*Supplied text*.

◇ ◇ ◇ ◇

Trabecular Bypass surgeries work by bypassing the trabecular meshwork. This is the structure inside the eye’s natural drainage system that provides most of the resistance to outflow. It is located in the angle of the eye where the iris (the colored structure containing the pupil) meets the sclera (the white wall of the eye). The Kahook Dual Blade by New World Medical excises a large portion of the trabecular meshwork through a very small incision. This exposes the underlying collector channels that carry the fluid away through the blood vessels. The iStent from Glaukos is the other major form of bypass surgery. It is a tiny snorkel like device that is inserted through the trabecular meshwork to bypass it and gain direct access to the collector channels, thereby allowing better drainage.
Microtrabeculectomies utilize the same concept as traditional glaucoma surgeries (trabeculectomies) to form channels connecting the inside of the eye to a space underneath the conjunctiva, the transparent skin of the eye. The major difference being that the channels and the surgery are, once again, created from an internal approach, leaving the eye more intact and less prone to complications. The Xen Gel Stent is a small flexible tube that is inserted from the inside of the eye to this space under the conjunctiva, allowing the surgery to be faster and safer than a traditional trabeculectomy. It was recently approved by the FDA near the end of 2016 and has shown great promise in its early reports.
Suprachoroidal shunts include a device called the Cypass Micro Stent from Alcon. Like the Xel Gel stent, it is a small tube like device that inserts from the inside of the eye. However, it is designed to pass into a deeper area of the eye called the suprachoroidal space. This area is just underneath the scleral wall of the eye and contains a very large number of vascular capillaries. When the Cypass is inserted, it allows the fluid in the eye to flow into this rich vascular area where it enters the blood stream and is circulated away from the eye, lowering the pressure. Like the iStent, the Cypass is only approved by the FDA to be done in conjunction with cataract surgery at this time.
Certainly, MIGS will not completely replace the need for drops or traditional glaucoma surgeries. In some cases, these will still remain the best option. But MIGS does indeed fill a major gap in our treatment paradigm for glaucoma, namely, treating those that require some form of treatment or medication for glaucoma, but are below the threshold for needing more aggressive surgical treatment. Perhaps the best part is that most of the time MIGS surgeries are done at the same time as cataract surgery, so there are no additional trips to the operating room to treat both. This is both cost saving and convenient.
So for those of you out there who have a diagnosis of glaucoma and require medication, consider talking to your doctor about the newer treatments for lowering eye pressure such as MIGS, especially if you have never had cataract surgery. And if you have never had a conversation with your eye doctor about glaucoma, you should consider making an appointment in the near future to measure your level of risk. It could be one of the most important decisions you could ever make.

◇ ◇ ◇ ◇

*Exercise requirements*. In the glaucoma surgery text, why are microtrabeculectomies less likely to cause complications than traditional trabeculectomies? Answer in one to three sentences.

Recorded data

◇ ◇ ◇ ◇

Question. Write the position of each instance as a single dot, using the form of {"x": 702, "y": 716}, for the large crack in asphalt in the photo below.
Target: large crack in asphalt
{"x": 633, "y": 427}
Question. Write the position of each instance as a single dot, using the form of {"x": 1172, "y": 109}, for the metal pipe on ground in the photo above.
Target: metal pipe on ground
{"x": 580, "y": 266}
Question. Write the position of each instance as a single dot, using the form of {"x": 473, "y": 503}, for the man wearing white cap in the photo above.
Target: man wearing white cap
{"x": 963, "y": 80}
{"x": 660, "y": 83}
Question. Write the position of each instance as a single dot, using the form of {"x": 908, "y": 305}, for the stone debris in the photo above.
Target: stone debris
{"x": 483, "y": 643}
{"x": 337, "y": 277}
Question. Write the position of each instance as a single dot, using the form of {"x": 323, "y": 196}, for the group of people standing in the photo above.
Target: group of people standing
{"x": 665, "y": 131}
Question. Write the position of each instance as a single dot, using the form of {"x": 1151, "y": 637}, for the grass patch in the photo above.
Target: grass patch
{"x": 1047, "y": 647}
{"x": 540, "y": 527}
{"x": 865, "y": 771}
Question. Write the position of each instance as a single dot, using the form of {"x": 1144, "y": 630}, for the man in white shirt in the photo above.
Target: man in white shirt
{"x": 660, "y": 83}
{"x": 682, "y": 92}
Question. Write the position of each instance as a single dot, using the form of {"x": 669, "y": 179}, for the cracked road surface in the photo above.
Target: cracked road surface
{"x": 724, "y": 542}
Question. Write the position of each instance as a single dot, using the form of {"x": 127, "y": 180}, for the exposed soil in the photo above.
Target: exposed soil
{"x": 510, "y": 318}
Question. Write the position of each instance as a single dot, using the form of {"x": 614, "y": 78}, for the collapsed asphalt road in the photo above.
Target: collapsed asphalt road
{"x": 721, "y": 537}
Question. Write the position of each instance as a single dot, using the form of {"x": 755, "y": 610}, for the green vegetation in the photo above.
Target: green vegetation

◇ ◇ ◇ ◇

*Answer below*. With microtrabeculectomies, the surgery and the channels are made from inside the eye. This leaves the eye more intact, so it is less prone to complications.